Blacklight Power has posted two more university validations to support its assertions that the firm is making hydrinos and the hydrinos make up a part of its new solid fuel.

The first work comes from Auburn University’s professor Dr. Gilbert L. Crouse, Jr. who has prepared a paper describing the replication of Dr. Mill’s work at Blacklight Power. Dr. Crouse’s conclusion sums up with, “The heat release is explained by Mills’ Classical Physics theory and provides substantial evidence that the hydrogen to hydrino transition predicted by the theory is being observed in this experiment. Given the immensity of the implications of Classical Physics theory on current atomic physics and the possibility of a new energy source further exploration is indeed warranted.”

Crouse makes a pretty strong statement that will likely be taken up by others. Naysayers and critics are on notice that the negative credibility is now on challenge.

Best of all is the Crouse paper sets out in little more than a sheet of paper the essentials needed for most folks to grasp what is going on in the hydrino theory. The link is well worth a couple minutes of review and saves hours of intense and highly challenging study to get where Dr. Mills and professor Crouse are now. Your humble writer thanks Dr. Crouse for the paper and the opening summary with its explanation – its a gift that should keep on giving if journalists take notice of these events.

Of equal import although more mundane is the work performed by Dr, Nick Glumac at the University of Illinois Urbana (UIU). Five Blacklight fuel samples were tested using a DSC at UIU. Samples were measured and mixed there on site and tested in the university DSC lab. Indium calibrations were included in the test series to calibrate the instrument response. The copper and copper iron mixture based samples yielded 101, 143, and 148 J/g irreversible exothermic peaks around 150 °C. The iron based samples yielded 135 and 125 J/g exothermic peaks near 265 °C. All measured values are far more exothermic than the predicted thermochemistry.

Dr. Glumac’s work is more of a fuel properties test than an experiment replication. Still, the test results do the validation, again. Dr. Glumac notes this in the analysis saying, “For the copper hydroxide/iron bromide mixture, the analysis seems reasonable, and the experiments are far in excess of any reasonable product pathway for species with known thermodynamic data.”

What happens in the Blacklight power device is rather simple. A mechanical auger system delivers the hydrino based fuel over to a pair of rollers charged with a very high amperage at low voltage. The current, reported to be 15,000 amperes at only 5 volts then sets off the fuel triggering the reaction.

The reaction lasts some 0.5 ms producing a very brilliant light that is white. The reaction appears to form a plasma as the source of the light. The experiments are showing up to 500-700 joules of energy released in one half millisecond. As the plasma is very small the numbers are incredible, power density would be 100 billion watts per liter in the form of light. The optical power at 100% duty cycle corresponds to an optical power of 1 MW.
-=-=-=-=-
Exercise requirements: Could you carry the text above on Blacklight Power's hydrino claims forward, picking up right after its last sentence?
-=-=-=-=-
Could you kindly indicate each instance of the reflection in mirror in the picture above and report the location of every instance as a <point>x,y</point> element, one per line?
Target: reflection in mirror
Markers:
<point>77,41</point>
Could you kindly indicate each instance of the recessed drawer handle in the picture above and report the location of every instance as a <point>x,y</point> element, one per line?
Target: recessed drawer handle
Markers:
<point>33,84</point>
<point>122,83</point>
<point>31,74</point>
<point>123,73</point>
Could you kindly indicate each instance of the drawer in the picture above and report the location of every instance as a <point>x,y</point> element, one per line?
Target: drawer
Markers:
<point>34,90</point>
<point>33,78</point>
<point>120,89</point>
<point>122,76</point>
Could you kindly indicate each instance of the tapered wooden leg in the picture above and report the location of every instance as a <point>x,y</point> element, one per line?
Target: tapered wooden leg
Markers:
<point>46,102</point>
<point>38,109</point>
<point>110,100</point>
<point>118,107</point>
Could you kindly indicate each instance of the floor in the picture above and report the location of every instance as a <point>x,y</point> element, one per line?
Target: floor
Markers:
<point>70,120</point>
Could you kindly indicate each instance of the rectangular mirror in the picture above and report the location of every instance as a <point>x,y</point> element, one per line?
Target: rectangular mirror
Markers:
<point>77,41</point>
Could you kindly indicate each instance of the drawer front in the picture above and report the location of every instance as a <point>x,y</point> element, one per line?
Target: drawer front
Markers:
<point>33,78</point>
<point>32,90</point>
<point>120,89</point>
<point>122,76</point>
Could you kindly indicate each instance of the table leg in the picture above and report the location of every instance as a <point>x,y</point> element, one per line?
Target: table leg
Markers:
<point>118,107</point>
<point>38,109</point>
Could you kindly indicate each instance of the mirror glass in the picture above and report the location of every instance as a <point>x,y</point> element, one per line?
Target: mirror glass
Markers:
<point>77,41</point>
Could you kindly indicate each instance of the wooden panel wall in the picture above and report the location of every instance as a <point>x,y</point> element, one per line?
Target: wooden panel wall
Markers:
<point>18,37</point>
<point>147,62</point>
-=-=-=-=-
Answer below:
Against that is the energy to achieve ignition is about 5 joules. With an ignition frequency of 2000 Hz at 100% duty cycle the average ignition power is 5 joules X 2000 Hz = 10 kW. The overall power balance is 10 kW input and 1 MW light output that could be converted to as much as 400 kW electrical output for a 40:1 ratio.

With available concentrator solar cells that operate at 40% efficiency with sunlight a self-running system could be achievable with the current performance.

Blacklight is reported to have signed contracts with three engineering companies to design and fabricate a generator capable of outputting scalable electrical output in the range of 250 kW to 10 MW comprising modular, scalable components of an optical distribution system and photovoltaic cell stack.

Dr Mills has disclosed that 99% of the reaction’s energy comes as light with the rest seen as pressure. Obviously there is an increase in the air pressure.

It is also becoming clear that the Blacklight team has been taken a bit off their guard. Over the past few years imminent commercialization has been expected only to fall short. Perhaps the team has found the solution to getting the nearly inexplicable chemistry and physics into a working form.

This time it is not a mysterious one time phenomena, rather there are reproducible physical events taking place to exploit and the engineers are already at work figuring out how to profit from them.

Meanwhile Blacklight’s website is loading new things to feed the curious. Whether Blacklight can get to scale and on to market is yet to be seen. At this point your humble writer would not bet they can not.


Comments

15 Comments so far

  1. Matt Musson on August 5, 2014 7:48 AM

    What if this stuff actually works? Wow.

  2. Mark on August 5, 2014 10:47 AM

    Thanks for the report. Those university replications/validations were reported back in May 2014, but it’s a good reminder.

    Many, many different types of experiments all point in one direction: both excess energy and a low energy hydrogen product is produced, which Mills calls hydrino.

    The SunCell seems to be the best way forward to date in order to initiate hydrino production and harvest the released energy.

    I heard from the July demonstration that DoD people will be visiting Blacklight Power’s facility, possibly this very week.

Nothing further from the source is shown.